=== Quoted passage ===

Showing posts with label 2nd Amendment. Show all posts
Showing posts with label 2nd Amendment. Show all posts

Thursday, June 26, 2008

Morton Grove: My hometown's first-in-America gun ban in jeopardy

I live in Morton Grove, which prides itself, seriously, as the first municipality in the United States to institute a handgun ban. That was back in 1981, shortly after three prominent assassination attempts took place: John Lennon in late 1980, which sadly was successful, followed by the spring 1981 shootings of Ronald Reagan and Pope John Paul II.

That ban may be un-banned after today's landmark Supreme Court ruling striking down a similar handgun ban in the District of Columbia. Already the National Rifle Association is taking aim (Sorry, I couldn't resist) at anti-gun laws across America, including the one in Chicago.

Now if the Morton Grove Board of Trustees and our mayor, Rick Krier, are smart, they'd vote to toss out the gun ban, and save the 22,000 residents of Morton Grove thousands of dollars in legal fees. Fighting the ban is a losing cause. Besides, crime in Morton Grove, like most middle to upper middle class suburbs (I'm middle, by the way) involves the usual array of indiscretions shared with like-minded communities: shoplifting, driving under the influence, home burglaries, fistfights, petty vandalism, and domestic abuse. There may be a person or two who have reasons to fear for their lives, but as far as crime goes, making handguns legal won't change things much here. And almost all of those burglaries, like most others, take place when no one is home.

===

● Task to complete
Edit the Morton Grove post, starting with "Now if the Morton" and going on through "one is home.", so that "Board of Trustees" becomes "Village Board". The lines after the Morton Grove post are separate material.

=== Dataset records ===

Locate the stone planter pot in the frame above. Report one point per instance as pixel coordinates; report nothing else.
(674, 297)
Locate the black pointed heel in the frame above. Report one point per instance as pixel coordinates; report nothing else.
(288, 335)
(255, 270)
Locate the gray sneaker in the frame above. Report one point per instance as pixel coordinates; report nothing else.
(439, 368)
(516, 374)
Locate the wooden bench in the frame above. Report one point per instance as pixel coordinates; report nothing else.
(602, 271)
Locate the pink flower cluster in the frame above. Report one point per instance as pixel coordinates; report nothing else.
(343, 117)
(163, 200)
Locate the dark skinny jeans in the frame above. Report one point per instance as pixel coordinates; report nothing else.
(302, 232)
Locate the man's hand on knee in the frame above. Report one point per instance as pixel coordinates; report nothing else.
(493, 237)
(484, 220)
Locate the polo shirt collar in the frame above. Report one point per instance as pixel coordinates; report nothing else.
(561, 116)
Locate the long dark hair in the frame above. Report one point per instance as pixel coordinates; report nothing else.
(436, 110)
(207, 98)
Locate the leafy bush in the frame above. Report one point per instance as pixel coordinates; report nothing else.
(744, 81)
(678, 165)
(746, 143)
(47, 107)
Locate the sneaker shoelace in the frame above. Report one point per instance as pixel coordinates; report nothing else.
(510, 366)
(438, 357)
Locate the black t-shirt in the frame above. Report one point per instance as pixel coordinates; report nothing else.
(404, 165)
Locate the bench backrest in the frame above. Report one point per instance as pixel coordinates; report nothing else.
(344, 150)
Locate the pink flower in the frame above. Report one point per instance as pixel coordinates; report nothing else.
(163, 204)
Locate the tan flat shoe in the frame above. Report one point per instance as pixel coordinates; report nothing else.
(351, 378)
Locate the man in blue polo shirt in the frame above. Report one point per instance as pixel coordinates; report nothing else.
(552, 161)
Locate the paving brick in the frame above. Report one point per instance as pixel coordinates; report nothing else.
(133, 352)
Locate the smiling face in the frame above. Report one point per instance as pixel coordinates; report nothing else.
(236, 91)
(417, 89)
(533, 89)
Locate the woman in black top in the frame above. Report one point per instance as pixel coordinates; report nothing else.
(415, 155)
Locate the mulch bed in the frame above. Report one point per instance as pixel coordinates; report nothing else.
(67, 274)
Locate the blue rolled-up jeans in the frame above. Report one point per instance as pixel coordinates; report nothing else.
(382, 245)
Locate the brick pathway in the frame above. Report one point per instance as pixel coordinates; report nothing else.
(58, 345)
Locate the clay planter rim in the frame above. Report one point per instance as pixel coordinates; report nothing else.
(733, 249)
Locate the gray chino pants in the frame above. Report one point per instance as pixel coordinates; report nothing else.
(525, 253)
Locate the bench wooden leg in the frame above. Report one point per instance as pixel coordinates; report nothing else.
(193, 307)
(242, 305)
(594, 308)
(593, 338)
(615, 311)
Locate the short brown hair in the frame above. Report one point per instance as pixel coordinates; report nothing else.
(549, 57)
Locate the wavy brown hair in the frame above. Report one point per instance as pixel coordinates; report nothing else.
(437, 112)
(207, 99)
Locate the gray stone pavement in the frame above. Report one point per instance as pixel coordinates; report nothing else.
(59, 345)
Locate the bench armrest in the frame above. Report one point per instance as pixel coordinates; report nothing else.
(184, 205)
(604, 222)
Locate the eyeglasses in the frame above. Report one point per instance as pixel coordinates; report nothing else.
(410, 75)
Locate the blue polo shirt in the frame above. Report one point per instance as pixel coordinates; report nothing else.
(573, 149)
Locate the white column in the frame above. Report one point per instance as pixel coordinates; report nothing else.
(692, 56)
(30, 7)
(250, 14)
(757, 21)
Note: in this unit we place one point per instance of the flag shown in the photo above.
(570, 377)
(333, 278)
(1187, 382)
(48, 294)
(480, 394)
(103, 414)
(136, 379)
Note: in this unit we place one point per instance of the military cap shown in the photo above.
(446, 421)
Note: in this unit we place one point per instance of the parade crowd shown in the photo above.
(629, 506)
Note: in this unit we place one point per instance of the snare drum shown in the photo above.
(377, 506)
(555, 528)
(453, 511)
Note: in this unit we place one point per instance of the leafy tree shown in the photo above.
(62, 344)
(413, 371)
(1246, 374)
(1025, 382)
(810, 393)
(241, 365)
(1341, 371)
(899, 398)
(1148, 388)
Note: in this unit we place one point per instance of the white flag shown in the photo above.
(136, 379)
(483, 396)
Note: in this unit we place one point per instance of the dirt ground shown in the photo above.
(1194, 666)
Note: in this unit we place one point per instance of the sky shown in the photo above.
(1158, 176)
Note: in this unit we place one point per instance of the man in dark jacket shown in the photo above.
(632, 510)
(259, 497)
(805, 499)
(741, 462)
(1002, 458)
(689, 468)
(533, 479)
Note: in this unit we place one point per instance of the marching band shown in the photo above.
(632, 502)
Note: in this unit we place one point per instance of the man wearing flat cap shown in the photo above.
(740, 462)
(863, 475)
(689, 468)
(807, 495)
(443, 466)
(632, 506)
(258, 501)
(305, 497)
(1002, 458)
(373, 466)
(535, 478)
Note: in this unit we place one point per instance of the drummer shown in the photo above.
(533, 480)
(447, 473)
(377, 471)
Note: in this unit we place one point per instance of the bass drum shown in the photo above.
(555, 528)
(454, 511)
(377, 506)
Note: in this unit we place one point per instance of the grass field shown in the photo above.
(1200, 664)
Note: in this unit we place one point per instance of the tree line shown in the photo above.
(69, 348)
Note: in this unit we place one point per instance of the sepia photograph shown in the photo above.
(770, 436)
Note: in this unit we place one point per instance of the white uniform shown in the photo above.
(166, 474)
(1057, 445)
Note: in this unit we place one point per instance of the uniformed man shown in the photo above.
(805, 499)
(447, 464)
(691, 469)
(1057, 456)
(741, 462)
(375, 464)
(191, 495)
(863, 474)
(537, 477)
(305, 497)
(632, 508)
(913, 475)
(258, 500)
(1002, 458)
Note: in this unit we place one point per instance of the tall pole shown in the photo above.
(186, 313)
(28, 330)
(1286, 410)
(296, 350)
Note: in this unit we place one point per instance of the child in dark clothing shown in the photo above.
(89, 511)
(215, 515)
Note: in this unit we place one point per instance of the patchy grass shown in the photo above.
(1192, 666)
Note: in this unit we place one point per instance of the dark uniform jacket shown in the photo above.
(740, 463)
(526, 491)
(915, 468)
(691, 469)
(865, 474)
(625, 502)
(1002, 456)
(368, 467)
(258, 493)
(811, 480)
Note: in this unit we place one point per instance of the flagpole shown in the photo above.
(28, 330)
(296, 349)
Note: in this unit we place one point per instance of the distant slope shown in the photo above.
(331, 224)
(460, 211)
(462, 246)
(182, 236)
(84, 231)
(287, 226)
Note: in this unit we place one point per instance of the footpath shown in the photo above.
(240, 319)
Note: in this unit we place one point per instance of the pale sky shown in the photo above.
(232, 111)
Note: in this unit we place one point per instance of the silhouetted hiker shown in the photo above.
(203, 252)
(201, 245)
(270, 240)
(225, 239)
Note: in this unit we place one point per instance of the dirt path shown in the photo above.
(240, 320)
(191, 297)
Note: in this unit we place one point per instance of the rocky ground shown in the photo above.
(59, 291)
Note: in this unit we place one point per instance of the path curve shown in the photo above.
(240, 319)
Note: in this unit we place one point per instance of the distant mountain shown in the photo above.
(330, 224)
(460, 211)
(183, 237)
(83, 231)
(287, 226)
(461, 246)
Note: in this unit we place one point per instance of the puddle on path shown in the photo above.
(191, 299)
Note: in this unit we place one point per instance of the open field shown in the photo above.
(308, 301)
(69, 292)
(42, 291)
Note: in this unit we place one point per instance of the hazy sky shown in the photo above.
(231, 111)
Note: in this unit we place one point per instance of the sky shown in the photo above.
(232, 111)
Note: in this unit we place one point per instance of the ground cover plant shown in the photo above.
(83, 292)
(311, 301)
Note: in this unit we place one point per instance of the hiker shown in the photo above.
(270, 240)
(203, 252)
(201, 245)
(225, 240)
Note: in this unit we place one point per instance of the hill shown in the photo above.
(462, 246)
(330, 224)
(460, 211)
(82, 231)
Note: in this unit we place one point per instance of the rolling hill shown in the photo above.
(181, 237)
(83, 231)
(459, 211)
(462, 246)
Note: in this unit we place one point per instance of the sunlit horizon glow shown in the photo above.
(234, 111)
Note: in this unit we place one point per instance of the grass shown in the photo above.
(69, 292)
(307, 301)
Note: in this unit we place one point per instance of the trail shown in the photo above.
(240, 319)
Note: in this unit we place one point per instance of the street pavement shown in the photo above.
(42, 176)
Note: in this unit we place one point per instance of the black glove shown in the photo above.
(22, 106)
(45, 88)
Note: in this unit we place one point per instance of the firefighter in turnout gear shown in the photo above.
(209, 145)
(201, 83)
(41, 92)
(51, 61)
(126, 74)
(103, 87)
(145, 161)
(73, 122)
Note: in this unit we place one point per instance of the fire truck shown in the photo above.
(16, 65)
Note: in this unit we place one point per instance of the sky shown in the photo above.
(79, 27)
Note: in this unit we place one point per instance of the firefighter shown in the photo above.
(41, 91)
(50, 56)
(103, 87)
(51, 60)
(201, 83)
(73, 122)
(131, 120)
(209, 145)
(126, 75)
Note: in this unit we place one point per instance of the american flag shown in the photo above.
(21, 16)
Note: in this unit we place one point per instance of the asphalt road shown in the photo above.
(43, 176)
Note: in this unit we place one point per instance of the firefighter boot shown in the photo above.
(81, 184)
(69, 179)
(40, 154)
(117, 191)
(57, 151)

===

● Problem solution
Now if the Morton Grove Village Board and our mayor, Rick Krier, are smart, they'd vote to toss out the gun ban, and save the 22,000 residents of Morton Grove thousands of dollars in legal fees. Fighting the ban is a losing cause. Besides, crime in Morton Grove, like most middle to upper middle class suburbs (I'm middle, by the way) involves the usual array of indiscretions shared with like-minded communities: shoplifting, driving under the influence, home burglaries, fistfights, petty vandalism, and domestic abuse. There may be a person or two who have reasons to fear for their lives, but as far as crime goes, making handguns legal won't change things much here. And almost all of those burglaries, like most others, take place when no one is home.